Requirements:
[1] Transcribe the part of the Immutant caching tutorial below, from "Because the cache" to "cache :a 1)".
[2] Say whether each statement agrees with the Immutant caching tutorial below. Answer yes or no for each, and quote the words of the tutorial that decide it.
(a) The default clustered mode is :replicated.
(b) In :distributed mode, cache entries are copied to two cluster nodes by default, whatever the cluster size.
(c) Immutant's InfinispanCache is immutable.
[3] Answer these questions from the Immutant caching tutorial below.
(a) What is the only supported mode in a non-clustered, standalone Immutant?
(b) Above what cluster size is the :replicated mode called impractical?
(c) What does distribution use to determine which nodes will store a given entry?

This is the next tutorial in our getting started series: an exploration of Immutant's caching features. JBoss AS7 -- and therefore, Immutant -- comes with the Infinispan data grid baked right in, obviating the need to manage a separate caching service like Memcached for your applications.

Infinispan is a state-of-the-art, high-speed, low-latency, distributed data grid. It is capable of efficiently replicating key-value stores -- essentially souped-up ConcurrentMap implementations -- across a cluster. But it can also serve as a capable in-memory data cache, too: providing features such as write-through/write-behind persistence, multiple eviction policies, and transactions.

Clustering Modes

Infinispan caches adhere to a particular mode of operation. In a non-clustered, standalone Immutant, :local is the only supported mode. But when clustered, you have other options.

  • :local -- This is what you get in non-clustered mode, roughly equivalent to a hash map with write-through/write-behind persistence, JTA/XA support, MVCC (non-blocking, thread-safe reads even during concurrent writes), and JMX manageability.
  • :invalidated -- This is the default clustered mode. It doesn't actually share any data at all, so it's very "bandwidth friendly". Whenever data is changed in a cache, other caches in the cluster are notified that their copies are now stale and should be evicted from memory.
  • :replicated -- In this mode, entries added to any cache instance will be copied to all other cache instances in the cluster, and can then be retrieved locally from any instance. Though simple, it's impractical for clusters of any significant size (>10), and its capacity is equal to the amount of RAM in its smallest peer.
  • :distributed -- This mode is what enables Infinispan clusters to achieve "linear scalability". Cache entries are copied to a fixed number of cluster nodes (default is 2) regardless of the cluster size. Distribution uses a consistent hashing algorithm to determine which nodes will store a given entry.

immutant.cache/InfinispanCache

The first thing you must understand about Immutant's InfinispanCache is that it's mutable. This is sensible in a clustered environment, because the local process benefits from fast reads of data that may have been put there by a remote process. We effectively shift the responsibility of "sane data management", i.e. MVCC, from Clojure to Infinispan.

The second thing to know is that every Immutant cache has a cluster-scoped name and a mode. When you call immutant.cache/cache, the name is required, and it may refer to an existing cache that is already populated. The mode argument (one of :local, :invalidated, :replicated, or :distributed) is optional, defaulting to :invalidated if clustered and :local otherwise.

Because the cache implements many core Clojure interfaces, functions that typically return immutable copies will actually affect the cache contents:

UPDATE 3/22/2012: Due to feedback from our Clojure/West talk we no longer alter the Immutant caches through the core Clojure functions as shown below. See the latest docs for current info and examples.
  user> (def cache (immutant.cache/cache "test"))
  #'user/cache
  user> cache
  {}
  user> (assoc cache :a 1)
  {:a 1}
  user> (merge cache {:b 2, :c 3})
  {:c 3, :a 1, :b 2}
  user> (dissoc cache :c)
  {:a 1, :b 2}
  user> cache
  {:a 1, :b 2}
  user> (empty cache)

Given data:
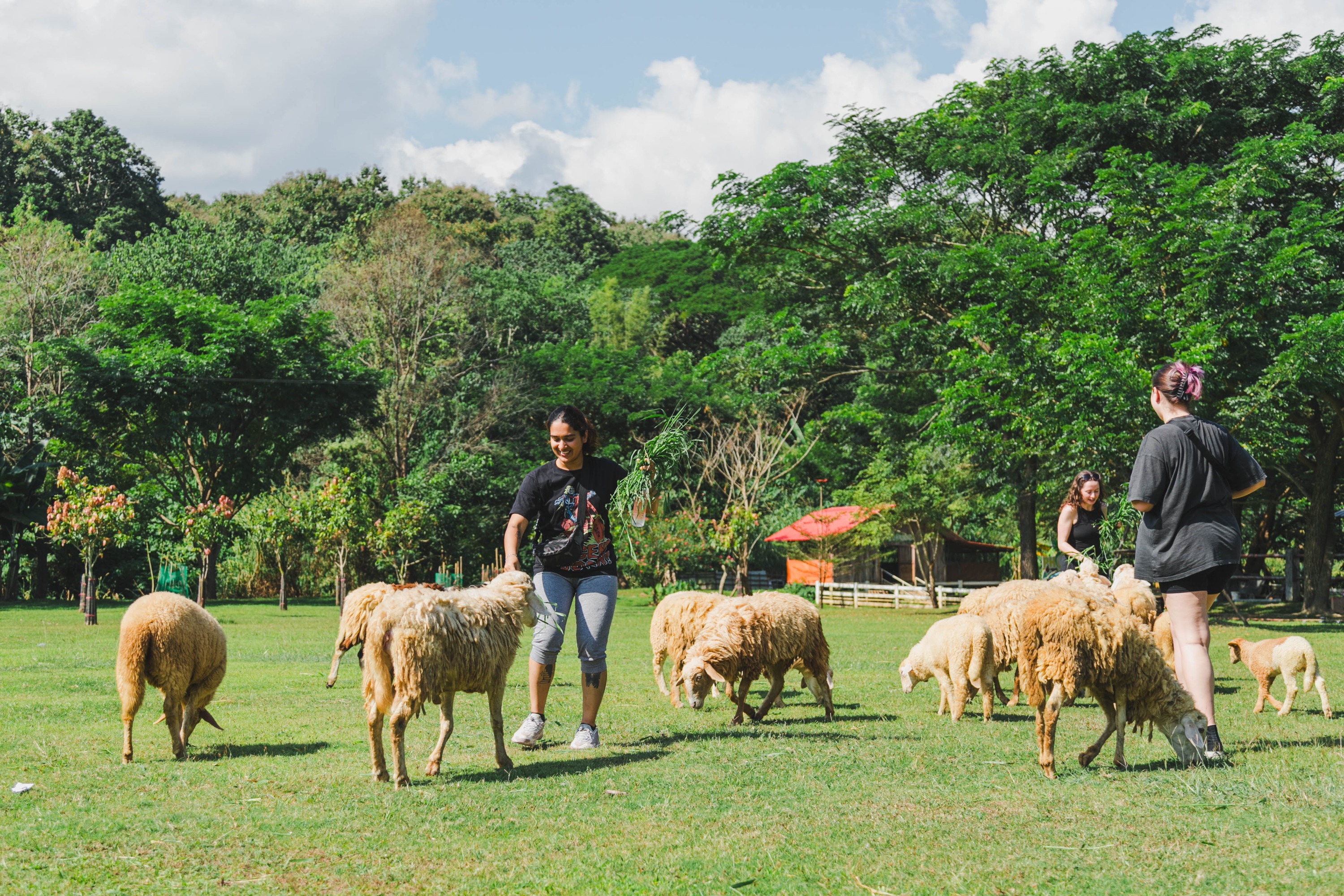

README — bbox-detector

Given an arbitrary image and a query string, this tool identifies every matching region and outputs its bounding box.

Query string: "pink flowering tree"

Task answers:
[1]
Because the cache implements many core Clojure interfaces, functions that typically return immutable copies will actually affect the cache contents:

UPDATE 3/22/2012: Due to feedback from our Clojure/West talk we no longer alter the Immutant caches through the core Clojure functions as shown below. See the latest docs for current info and examples.
  user> (def cache (immutant.cache/cache "test"))
  #'user/cache
  user> cache
  {}
  user> (assoc cache :a 1)

[2]
(a) No: ":invalidated -- This is the default clustered mode."
(b) Yes: "Cache entries are copied to a fixed number of cluster nodes (default is 2) regardless of the cluster size."
(c) No: "The first thing you must understand about Immutant's InfinispanCache is that it's mutable."

[3]
(a) :local
(b) 10
(c) A consistent hashing algorithm